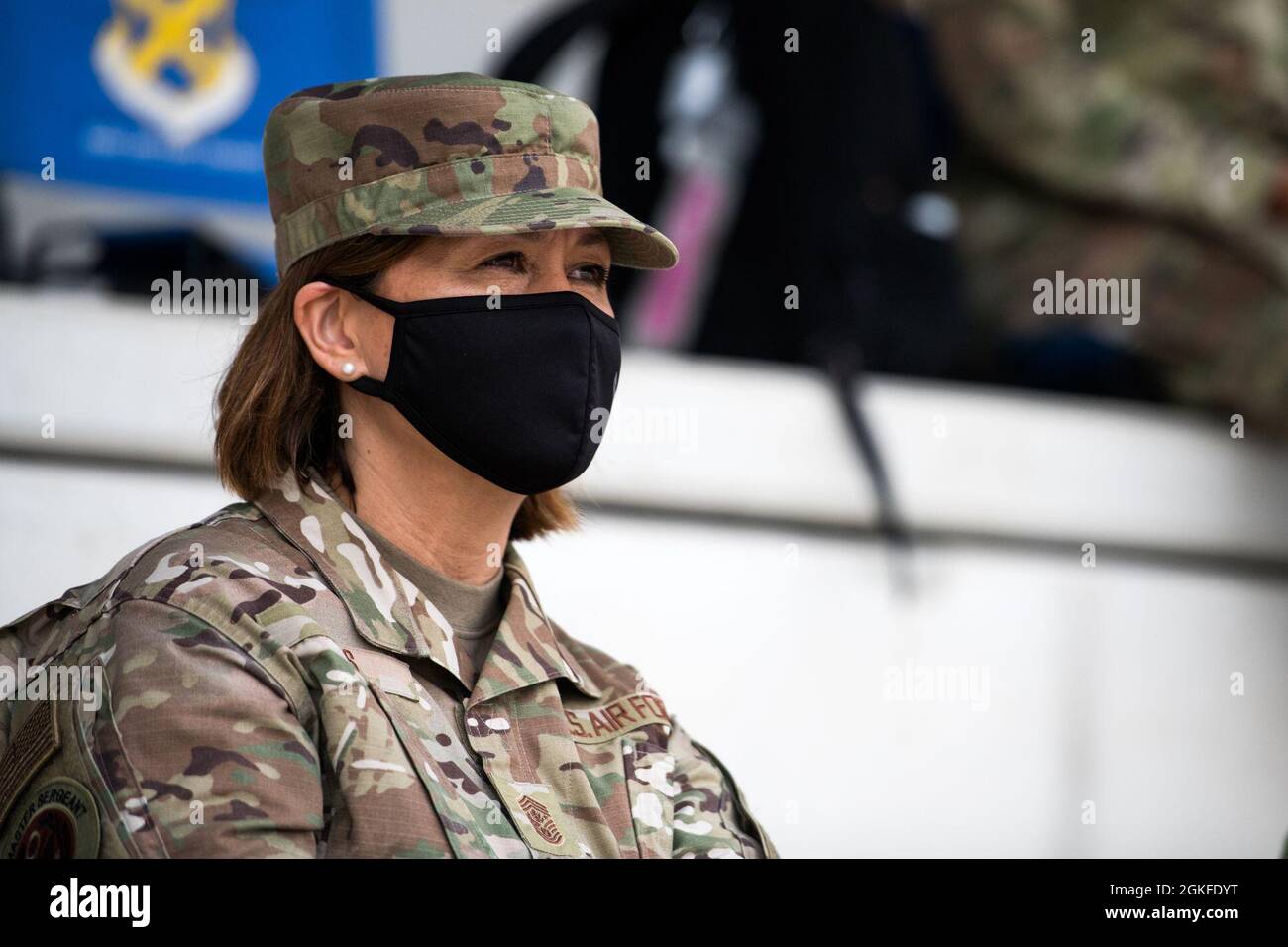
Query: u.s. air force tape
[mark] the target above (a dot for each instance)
(55, 818)
(623, 714)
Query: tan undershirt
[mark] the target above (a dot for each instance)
(473, 611)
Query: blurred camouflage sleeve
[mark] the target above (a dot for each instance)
(1078, 123)
(206, 740)
(711, 817)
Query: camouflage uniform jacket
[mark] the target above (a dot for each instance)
(266, 692)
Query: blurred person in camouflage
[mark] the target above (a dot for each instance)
(1126, 141)
(355, 661)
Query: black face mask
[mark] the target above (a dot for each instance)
(519, 394)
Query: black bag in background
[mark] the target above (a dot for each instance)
(833, 192)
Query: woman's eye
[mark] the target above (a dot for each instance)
(596, 274)
(509, 261)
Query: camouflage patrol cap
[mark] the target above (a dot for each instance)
(455, 154)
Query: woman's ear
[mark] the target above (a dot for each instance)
(330, 322)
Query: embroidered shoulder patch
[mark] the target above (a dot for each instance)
(625, 714)
(35, 742)
(55, 819)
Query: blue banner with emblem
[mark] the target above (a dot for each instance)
(167, 95)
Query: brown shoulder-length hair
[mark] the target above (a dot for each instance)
(277, 410)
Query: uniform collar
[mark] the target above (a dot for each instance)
(391, 613)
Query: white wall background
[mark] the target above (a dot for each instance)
(725, 554)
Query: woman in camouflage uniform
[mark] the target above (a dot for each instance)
(355, 661)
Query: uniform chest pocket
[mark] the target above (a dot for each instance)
(625, 745)
(473, 818)
(649, 791)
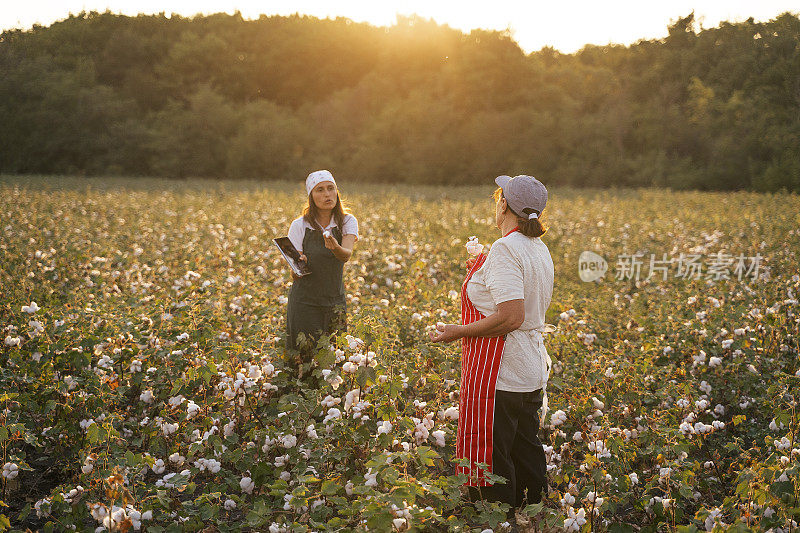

--------------------------------

Exercise prompt
Copy out each line of the material above that holds the word "background".

Solution below
Query: black bag in background
Query: white wall background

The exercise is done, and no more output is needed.